*Exercise instructions:* Copy the lines word for word, starting at the first line and ending at the line that contains "box: [82, 34, 377, 258]", with both ends included.

┏━━

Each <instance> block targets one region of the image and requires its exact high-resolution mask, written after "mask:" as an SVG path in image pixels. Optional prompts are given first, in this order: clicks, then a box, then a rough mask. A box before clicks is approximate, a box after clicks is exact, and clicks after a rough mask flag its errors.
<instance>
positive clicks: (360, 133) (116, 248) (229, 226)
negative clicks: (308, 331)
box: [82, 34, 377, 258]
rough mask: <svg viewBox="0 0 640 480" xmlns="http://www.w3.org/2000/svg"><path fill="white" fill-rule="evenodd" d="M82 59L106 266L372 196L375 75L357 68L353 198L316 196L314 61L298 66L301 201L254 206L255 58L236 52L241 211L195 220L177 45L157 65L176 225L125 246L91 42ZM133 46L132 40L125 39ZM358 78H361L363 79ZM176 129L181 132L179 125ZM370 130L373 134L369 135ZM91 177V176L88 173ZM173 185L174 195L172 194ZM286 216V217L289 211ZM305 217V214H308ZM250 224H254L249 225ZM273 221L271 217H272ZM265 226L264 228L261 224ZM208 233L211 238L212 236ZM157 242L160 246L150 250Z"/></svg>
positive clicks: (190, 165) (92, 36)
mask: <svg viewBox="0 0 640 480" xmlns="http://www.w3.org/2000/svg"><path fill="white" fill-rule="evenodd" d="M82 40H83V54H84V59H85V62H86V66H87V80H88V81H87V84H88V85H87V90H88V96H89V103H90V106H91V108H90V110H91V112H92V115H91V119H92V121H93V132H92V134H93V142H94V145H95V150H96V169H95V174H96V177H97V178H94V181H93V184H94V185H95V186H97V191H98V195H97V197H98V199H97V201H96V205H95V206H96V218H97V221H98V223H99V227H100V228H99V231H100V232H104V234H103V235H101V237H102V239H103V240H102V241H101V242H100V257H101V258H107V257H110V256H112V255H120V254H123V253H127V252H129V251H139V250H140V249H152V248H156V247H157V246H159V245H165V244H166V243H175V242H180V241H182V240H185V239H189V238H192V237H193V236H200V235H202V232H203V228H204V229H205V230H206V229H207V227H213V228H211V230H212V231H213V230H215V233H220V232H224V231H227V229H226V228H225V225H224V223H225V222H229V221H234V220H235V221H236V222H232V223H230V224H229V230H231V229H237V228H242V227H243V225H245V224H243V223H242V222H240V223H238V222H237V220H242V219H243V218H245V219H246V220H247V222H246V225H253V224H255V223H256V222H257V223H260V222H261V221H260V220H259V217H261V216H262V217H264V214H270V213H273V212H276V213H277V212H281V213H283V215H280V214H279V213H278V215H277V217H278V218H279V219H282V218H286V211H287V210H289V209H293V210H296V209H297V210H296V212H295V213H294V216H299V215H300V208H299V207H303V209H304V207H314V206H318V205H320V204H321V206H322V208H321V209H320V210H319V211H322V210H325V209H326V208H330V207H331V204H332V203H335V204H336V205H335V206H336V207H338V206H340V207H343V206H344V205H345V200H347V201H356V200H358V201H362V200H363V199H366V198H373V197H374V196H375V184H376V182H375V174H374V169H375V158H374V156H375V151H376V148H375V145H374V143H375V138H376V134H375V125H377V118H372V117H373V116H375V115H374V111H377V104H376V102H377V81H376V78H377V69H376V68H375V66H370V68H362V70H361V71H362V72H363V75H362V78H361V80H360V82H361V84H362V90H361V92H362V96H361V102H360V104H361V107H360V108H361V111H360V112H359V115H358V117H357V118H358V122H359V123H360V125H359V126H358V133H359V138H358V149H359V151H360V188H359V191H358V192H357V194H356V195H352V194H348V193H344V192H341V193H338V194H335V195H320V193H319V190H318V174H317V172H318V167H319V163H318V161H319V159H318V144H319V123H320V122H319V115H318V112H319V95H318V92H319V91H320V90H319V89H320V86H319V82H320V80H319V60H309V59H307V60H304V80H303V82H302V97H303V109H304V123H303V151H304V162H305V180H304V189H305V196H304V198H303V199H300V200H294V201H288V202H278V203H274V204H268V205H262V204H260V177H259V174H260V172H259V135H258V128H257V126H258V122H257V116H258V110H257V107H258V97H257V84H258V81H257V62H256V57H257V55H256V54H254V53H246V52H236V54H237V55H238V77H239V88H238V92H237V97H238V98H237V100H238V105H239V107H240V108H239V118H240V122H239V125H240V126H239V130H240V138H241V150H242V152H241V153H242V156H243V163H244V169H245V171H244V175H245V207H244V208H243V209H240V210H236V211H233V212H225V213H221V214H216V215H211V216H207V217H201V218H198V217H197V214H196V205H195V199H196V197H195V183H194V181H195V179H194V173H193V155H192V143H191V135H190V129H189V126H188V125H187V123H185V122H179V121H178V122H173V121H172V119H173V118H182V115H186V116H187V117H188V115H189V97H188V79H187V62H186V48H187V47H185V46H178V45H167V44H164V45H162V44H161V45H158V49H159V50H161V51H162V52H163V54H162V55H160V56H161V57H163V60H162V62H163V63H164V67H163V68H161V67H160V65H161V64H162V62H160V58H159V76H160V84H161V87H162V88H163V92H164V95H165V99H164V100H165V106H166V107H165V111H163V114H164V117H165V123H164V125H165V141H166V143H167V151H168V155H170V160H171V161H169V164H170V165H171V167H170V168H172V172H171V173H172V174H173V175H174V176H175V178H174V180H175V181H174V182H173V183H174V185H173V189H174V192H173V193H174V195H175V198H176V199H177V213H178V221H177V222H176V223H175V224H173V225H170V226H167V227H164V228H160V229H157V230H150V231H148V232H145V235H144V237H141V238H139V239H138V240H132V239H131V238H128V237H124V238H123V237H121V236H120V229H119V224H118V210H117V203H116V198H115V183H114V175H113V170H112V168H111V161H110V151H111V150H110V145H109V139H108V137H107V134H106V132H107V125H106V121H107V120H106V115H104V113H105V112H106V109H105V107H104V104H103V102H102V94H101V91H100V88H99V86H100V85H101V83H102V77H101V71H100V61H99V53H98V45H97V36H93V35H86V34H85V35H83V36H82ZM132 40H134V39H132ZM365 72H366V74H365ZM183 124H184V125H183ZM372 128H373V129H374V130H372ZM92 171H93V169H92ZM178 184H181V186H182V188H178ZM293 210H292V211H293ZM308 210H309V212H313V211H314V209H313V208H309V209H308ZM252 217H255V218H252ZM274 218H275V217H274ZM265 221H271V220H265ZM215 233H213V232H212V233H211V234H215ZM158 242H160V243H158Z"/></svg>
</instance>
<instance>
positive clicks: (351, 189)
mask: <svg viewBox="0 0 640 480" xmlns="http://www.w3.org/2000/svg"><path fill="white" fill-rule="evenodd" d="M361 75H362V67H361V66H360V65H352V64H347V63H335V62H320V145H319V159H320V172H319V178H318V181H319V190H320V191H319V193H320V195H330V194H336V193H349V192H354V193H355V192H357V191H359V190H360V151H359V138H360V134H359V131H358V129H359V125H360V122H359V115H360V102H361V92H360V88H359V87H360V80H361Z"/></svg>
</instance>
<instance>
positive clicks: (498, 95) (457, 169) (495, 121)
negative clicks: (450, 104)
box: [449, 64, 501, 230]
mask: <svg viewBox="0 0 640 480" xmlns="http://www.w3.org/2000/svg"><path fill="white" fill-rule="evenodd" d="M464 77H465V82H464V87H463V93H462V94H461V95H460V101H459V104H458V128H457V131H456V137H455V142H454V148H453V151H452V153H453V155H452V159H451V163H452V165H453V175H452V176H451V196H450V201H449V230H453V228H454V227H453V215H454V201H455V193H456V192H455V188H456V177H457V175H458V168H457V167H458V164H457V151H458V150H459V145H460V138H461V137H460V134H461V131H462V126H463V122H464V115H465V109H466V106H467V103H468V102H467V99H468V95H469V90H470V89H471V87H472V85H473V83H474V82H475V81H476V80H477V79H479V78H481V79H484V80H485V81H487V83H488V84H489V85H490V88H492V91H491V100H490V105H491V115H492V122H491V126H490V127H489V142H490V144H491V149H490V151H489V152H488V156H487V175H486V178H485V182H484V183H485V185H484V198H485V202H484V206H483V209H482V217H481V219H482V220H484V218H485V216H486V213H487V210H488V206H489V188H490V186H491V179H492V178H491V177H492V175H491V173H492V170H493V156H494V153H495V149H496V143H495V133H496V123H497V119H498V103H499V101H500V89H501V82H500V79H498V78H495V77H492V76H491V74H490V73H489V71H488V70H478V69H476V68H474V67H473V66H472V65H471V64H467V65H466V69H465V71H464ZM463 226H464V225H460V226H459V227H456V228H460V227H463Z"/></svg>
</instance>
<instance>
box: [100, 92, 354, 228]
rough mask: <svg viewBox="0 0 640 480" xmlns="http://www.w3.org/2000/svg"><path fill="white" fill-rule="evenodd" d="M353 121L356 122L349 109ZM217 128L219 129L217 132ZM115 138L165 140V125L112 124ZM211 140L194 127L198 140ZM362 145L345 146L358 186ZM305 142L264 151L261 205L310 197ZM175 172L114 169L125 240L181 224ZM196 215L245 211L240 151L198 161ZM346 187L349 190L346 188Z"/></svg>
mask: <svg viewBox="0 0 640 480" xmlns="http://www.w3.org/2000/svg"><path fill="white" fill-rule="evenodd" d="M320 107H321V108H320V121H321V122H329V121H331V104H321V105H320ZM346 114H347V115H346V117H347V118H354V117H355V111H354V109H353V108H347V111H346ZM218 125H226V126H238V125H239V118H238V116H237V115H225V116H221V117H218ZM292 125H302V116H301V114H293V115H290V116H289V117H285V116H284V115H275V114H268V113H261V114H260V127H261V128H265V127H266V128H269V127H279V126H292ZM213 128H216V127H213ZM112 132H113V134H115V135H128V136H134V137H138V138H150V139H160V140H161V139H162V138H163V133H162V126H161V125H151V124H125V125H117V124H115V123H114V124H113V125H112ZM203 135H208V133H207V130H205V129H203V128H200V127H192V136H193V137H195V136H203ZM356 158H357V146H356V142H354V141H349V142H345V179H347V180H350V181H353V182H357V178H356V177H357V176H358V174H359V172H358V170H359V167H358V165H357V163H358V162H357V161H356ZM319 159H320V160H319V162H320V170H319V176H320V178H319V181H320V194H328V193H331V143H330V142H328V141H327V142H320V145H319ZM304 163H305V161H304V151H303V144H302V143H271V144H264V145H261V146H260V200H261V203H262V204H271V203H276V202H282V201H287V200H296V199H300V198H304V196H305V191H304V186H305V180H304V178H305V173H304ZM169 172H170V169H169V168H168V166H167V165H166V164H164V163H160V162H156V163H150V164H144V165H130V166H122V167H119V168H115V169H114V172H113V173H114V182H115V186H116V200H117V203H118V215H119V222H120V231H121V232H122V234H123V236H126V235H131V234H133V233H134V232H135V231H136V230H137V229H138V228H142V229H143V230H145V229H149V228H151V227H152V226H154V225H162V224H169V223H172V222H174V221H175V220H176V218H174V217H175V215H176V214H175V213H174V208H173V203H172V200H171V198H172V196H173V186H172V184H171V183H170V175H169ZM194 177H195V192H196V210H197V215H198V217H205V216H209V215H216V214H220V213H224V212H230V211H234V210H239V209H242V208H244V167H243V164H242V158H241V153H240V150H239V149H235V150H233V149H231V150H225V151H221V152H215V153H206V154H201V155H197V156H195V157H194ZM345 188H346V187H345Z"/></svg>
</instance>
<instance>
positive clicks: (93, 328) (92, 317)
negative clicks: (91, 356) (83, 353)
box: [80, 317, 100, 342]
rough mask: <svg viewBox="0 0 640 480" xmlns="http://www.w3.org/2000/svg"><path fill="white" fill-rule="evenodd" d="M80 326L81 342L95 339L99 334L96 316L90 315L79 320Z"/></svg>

┗━━

*Completed task:*
Each <instance> block targets one region of the image and requires its exact high-resolution mask, written after "mask:" as an SVG path in image pixels. Optional prompts are given first, in this order: clicks, then a box, then a rough mask. A box before clicks is approximate, a box after clicks is exact, and clicks after a rough mask flag its errors.
<instance>
positive clicks: (360, 133) (116, 248) (229, 226)
negative clicks: (308, 331)
box: [82, 34, 377, 258]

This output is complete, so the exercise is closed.